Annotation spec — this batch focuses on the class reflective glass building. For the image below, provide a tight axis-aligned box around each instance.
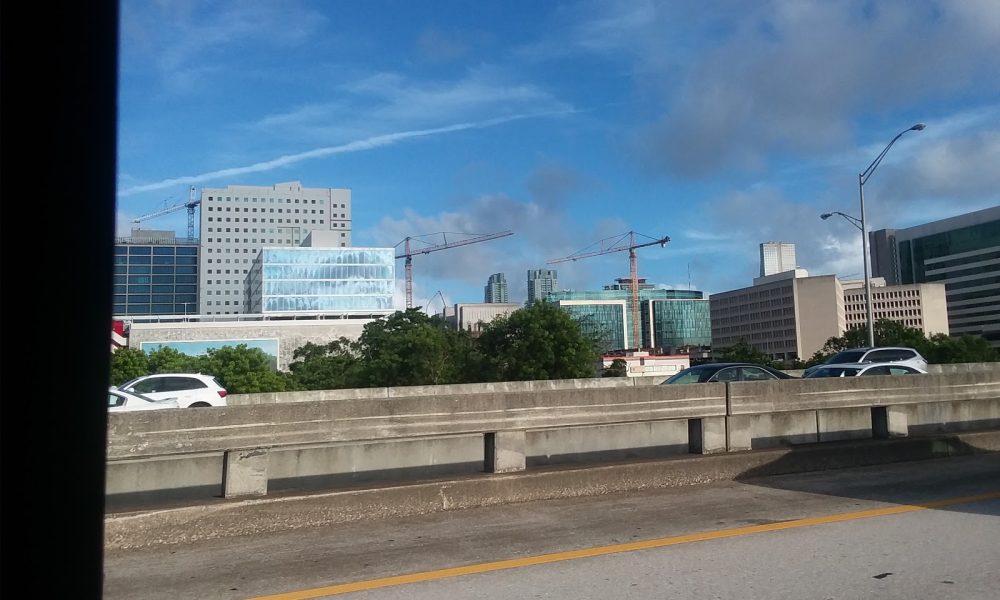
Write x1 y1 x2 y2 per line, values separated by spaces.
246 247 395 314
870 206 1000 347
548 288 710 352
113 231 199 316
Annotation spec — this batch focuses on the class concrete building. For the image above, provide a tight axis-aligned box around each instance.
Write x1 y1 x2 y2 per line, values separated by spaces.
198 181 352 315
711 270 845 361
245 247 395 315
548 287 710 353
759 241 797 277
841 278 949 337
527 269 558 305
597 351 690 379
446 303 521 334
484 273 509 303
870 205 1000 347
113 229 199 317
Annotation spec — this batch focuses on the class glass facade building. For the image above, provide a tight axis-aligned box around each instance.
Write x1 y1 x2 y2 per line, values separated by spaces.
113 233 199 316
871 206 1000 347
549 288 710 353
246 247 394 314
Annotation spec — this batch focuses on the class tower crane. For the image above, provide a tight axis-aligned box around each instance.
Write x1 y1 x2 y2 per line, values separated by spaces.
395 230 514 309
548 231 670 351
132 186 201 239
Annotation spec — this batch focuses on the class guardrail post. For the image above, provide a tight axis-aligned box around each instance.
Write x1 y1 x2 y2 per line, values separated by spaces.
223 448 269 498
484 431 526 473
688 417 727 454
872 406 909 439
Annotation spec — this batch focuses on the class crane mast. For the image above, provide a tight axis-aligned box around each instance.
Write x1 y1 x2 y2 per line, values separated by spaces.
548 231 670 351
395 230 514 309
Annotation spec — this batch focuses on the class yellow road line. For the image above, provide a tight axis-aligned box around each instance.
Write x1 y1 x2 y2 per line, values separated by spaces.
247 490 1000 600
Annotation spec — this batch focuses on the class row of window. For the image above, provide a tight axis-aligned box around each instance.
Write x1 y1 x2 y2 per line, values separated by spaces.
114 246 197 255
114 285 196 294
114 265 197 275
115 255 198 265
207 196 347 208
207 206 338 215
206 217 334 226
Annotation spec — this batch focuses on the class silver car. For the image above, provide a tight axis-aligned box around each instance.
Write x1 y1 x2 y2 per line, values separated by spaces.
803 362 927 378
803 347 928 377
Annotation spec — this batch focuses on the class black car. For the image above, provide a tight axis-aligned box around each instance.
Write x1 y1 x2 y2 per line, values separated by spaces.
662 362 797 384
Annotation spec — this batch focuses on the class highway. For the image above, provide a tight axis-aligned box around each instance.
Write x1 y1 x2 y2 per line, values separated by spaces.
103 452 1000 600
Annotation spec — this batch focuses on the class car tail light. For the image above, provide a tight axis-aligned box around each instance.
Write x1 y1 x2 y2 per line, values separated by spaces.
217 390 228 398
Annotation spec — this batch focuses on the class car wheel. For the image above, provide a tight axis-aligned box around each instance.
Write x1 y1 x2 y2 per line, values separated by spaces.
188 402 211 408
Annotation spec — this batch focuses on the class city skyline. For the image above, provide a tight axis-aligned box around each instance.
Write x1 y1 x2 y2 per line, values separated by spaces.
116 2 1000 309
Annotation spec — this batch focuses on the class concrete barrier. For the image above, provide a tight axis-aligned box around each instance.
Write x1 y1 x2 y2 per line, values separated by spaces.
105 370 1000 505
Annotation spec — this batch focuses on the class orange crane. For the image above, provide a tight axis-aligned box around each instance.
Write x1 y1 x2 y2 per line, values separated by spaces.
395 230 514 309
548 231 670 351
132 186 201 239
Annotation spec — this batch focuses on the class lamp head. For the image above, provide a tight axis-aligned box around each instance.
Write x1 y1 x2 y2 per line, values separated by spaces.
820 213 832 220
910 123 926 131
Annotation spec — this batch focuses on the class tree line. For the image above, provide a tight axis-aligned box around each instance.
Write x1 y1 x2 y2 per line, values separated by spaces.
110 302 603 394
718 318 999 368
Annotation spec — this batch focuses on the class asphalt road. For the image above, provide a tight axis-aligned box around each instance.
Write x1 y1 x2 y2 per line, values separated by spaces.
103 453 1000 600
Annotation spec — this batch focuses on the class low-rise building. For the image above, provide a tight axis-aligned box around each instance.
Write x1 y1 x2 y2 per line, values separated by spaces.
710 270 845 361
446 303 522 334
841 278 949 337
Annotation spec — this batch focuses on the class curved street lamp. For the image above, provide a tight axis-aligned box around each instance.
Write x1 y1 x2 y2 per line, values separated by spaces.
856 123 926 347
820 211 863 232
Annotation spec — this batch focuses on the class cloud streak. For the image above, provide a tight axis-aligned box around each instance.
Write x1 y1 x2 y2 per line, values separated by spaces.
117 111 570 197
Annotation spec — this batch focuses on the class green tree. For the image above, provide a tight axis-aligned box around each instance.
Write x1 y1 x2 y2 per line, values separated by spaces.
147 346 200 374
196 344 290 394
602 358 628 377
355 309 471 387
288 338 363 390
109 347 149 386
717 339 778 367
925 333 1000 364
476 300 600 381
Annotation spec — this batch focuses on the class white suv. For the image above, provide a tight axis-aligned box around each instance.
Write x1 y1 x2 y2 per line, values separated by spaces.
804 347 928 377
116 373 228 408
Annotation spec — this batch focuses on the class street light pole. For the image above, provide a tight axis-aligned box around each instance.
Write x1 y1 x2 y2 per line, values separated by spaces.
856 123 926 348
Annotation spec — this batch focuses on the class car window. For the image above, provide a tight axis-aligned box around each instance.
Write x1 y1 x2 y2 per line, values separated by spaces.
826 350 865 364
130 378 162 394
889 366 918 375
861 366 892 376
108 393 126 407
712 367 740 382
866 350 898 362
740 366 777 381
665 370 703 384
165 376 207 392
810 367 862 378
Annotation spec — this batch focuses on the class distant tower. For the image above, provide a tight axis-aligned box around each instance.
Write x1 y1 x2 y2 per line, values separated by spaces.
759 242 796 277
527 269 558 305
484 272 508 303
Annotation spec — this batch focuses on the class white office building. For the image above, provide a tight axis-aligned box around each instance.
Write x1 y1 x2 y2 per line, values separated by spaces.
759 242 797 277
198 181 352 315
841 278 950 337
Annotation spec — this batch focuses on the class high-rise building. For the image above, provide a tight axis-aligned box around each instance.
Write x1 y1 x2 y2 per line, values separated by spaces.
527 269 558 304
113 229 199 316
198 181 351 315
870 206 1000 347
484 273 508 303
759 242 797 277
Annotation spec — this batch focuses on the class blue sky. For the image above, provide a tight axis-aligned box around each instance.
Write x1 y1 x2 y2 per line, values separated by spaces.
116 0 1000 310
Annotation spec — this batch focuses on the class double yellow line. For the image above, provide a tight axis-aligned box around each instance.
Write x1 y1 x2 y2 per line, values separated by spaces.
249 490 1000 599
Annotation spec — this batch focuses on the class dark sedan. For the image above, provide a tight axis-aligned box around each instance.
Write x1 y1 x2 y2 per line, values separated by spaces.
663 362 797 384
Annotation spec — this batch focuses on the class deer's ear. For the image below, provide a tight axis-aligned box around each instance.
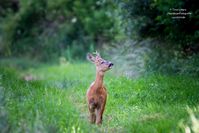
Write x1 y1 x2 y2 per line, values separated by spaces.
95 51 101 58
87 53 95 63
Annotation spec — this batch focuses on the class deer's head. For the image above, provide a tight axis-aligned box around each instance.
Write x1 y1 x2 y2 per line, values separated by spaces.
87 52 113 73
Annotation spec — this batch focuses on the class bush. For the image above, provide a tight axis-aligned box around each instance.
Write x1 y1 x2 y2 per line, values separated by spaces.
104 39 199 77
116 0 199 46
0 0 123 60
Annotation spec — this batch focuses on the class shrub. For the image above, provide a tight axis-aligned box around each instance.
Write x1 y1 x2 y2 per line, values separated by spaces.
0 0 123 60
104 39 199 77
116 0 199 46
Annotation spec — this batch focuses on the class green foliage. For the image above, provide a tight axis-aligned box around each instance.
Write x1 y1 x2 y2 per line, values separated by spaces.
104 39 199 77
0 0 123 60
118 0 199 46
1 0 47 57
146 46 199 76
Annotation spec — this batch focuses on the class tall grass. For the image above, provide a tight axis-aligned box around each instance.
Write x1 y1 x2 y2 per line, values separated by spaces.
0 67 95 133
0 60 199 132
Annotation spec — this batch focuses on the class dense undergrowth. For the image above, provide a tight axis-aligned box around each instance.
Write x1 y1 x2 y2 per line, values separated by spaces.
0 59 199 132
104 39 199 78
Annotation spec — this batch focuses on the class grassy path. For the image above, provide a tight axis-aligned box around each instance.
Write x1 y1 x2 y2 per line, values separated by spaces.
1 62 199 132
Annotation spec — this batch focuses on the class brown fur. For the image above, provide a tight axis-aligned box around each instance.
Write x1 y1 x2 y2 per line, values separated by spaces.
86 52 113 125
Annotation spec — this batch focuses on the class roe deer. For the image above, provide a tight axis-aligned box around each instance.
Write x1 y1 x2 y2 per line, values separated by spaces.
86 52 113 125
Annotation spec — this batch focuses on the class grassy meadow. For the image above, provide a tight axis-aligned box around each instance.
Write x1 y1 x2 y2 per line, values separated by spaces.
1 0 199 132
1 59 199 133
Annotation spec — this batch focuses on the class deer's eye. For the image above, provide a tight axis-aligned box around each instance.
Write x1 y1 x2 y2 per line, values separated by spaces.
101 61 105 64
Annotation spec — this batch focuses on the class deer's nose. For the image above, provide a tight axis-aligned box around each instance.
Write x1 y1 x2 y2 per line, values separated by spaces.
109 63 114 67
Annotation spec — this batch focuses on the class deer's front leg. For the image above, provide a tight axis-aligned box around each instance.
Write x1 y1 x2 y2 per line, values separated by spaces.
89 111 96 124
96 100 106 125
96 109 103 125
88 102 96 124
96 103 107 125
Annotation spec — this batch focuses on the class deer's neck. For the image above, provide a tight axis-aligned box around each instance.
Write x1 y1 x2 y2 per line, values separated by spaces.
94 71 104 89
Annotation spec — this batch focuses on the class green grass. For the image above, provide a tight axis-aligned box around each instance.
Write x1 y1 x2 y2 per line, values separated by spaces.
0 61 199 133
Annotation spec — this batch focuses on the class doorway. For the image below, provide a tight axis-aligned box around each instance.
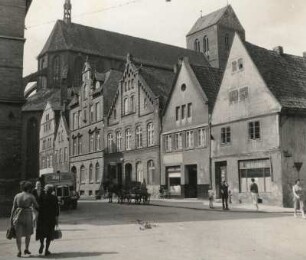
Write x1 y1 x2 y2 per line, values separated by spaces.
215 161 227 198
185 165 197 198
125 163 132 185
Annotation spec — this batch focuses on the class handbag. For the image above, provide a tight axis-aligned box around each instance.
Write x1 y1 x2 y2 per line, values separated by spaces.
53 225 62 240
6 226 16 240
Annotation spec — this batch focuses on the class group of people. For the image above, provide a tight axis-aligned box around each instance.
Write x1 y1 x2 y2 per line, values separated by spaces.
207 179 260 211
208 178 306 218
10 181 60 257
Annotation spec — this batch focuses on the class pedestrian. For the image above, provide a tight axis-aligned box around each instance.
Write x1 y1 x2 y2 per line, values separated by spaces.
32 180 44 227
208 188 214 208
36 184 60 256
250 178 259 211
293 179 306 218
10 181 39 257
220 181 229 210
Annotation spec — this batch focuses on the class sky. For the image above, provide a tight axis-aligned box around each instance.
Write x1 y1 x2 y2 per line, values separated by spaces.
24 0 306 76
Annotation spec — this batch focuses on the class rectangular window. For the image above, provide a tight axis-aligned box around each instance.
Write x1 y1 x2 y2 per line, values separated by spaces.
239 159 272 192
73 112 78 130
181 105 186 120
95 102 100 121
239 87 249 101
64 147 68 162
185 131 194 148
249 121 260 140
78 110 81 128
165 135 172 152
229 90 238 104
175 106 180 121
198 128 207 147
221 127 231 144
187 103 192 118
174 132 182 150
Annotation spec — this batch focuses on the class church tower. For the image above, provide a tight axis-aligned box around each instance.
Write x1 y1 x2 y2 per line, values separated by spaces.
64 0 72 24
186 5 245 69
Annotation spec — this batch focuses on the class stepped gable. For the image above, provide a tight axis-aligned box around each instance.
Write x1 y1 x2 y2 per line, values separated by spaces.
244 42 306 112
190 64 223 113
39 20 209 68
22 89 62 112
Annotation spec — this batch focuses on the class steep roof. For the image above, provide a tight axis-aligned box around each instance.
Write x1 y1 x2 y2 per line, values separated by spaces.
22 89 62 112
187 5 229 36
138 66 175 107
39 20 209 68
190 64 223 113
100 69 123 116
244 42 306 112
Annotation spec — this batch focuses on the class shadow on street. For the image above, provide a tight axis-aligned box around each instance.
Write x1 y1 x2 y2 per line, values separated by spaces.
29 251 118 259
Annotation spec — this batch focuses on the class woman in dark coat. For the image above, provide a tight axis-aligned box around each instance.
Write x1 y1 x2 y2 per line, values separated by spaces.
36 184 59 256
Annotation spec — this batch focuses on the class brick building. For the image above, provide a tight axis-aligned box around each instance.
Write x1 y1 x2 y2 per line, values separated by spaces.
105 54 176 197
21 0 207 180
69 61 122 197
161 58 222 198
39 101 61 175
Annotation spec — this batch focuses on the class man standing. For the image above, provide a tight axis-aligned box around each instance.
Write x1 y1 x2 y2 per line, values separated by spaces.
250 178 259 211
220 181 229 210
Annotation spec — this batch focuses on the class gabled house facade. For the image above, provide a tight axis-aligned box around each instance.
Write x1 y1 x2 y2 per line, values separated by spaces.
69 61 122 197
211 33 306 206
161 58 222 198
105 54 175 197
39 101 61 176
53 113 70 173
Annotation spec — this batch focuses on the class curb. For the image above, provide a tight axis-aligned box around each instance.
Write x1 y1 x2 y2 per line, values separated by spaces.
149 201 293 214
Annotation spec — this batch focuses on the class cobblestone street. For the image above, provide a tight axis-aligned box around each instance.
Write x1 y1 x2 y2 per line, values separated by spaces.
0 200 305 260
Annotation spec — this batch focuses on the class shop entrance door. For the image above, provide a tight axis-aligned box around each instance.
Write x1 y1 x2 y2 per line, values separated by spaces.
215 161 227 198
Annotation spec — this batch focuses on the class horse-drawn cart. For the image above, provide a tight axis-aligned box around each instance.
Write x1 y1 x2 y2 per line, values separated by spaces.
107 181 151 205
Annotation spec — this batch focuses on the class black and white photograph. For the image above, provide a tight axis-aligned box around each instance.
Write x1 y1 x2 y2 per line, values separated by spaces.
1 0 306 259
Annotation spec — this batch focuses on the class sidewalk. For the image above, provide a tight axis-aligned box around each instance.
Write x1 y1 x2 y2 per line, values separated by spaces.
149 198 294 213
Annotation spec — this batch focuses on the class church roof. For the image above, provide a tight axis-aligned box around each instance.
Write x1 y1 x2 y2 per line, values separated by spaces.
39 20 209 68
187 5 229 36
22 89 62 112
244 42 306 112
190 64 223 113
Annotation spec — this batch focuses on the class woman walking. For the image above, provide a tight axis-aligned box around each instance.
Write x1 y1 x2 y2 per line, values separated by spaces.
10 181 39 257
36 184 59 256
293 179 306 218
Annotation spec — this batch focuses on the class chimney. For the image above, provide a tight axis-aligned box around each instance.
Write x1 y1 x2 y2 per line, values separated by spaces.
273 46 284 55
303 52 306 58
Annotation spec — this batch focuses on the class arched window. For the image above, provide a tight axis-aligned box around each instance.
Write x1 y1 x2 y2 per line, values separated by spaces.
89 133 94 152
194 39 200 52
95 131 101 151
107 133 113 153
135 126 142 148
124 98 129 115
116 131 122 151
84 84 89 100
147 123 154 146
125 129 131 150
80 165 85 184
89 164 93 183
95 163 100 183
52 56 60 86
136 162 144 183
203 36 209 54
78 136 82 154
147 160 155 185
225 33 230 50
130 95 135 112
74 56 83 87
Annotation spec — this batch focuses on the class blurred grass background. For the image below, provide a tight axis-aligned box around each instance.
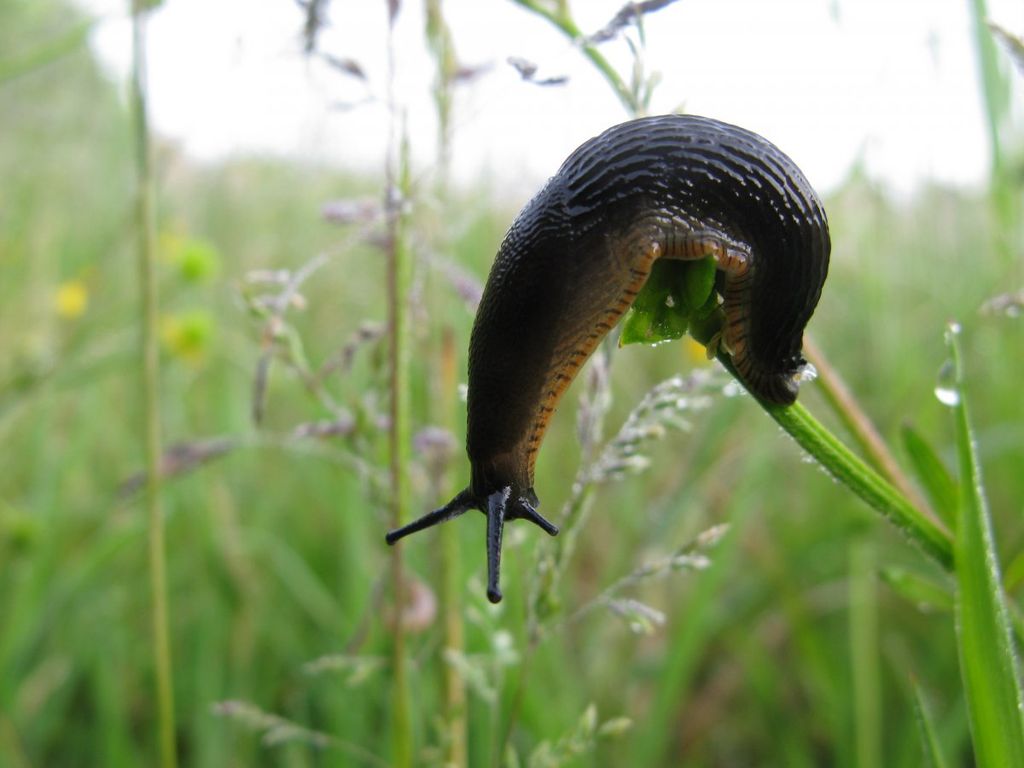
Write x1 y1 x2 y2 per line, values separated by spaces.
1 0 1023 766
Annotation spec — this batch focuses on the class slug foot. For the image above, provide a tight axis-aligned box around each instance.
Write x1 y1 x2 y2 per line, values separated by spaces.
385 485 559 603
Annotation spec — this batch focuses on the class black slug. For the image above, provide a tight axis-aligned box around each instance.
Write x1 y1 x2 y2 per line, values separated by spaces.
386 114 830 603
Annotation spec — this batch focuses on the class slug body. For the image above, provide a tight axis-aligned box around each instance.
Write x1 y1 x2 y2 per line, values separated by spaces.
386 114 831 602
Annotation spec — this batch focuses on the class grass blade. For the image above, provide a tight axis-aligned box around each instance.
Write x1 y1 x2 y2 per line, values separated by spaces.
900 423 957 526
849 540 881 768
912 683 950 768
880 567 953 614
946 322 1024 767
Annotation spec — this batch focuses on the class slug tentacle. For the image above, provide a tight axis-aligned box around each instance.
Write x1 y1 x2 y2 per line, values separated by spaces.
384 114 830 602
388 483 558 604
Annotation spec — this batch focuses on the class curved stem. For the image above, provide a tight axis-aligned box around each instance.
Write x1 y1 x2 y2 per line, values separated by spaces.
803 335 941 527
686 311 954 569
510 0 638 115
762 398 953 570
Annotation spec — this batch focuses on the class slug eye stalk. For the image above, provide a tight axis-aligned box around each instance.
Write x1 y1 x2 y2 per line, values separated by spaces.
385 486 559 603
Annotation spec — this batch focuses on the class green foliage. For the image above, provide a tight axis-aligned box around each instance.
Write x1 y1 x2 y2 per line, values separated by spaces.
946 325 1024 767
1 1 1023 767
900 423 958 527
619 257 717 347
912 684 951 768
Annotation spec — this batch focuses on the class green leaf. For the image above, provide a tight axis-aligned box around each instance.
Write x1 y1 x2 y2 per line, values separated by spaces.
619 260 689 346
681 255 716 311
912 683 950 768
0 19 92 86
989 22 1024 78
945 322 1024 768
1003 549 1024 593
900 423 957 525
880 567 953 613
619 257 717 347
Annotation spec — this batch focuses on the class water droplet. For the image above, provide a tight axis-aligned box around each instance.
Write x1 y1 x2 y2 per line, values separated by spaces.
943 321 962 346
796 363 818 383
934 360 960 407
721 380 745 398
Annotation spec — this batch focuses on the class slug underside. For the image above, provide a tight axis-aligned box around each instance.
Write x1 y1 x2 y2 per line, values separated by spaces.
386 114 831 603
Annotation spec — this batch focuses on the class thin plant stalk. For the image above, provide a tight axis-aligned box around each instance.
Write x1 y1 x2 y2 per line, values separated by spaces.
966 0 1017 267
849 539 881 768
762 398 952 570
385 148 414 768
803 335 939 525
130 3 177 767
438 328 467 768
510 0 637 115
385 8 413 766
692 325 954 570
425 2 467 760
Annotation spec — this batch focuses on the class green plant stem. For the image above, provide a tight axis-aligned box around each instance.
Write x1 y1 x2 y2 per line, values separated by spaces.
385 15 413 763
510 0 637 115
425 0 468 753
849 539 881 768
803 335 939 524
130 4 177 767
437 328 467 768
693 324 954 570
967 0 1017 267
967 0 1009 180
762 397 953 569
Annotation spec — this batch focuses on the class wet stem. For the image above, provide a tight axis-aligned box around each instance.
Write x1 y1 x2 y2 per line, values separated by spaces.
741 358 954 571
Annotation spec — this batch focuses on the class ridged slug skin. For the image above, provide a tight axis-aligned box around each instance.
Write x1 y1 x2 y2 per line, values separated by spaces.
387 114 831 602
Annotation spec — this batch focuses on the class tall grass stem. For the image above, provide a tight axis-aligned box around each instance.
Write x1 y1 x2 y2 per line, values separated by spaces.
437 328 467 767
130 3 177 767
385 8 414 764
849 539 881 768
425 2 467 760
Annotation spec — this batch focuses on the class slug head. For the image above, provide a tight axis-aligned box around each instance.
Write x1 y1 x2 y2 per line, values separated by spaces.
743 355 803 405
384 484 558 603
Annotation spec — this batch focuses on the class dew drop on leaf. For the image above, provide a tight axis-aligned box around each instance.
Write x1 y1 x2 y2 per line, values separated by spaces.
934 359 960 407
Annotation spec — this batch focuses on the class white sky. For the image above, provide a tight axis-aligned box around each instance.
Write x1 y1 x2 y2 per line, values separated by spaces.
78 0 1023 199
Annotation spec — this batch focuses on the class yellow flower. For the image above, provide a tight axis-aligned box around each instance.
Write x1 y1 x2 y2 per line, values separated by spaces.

Action item: Beginning at the line above with "tall grass stem." and finishing at the line with "Annotation spec — this batch focuses on the class slug head.", return each line exactly and return nothing else.

Answer to the problem:
Annotation spec — this batch focuses on the class tall grass stem. For the image above, provide a tight axis-aligned box around each instance.
Write x1 y1 x2 y2 per line, values separated by spaces.
437 328 467 767
130 3 177 767
385 8 414 764
849 539 881 768
425 2 467 760
Annotation spec — this batch focuses on the class slug head. For the image above, provide a tight axis-aligned box around each instance.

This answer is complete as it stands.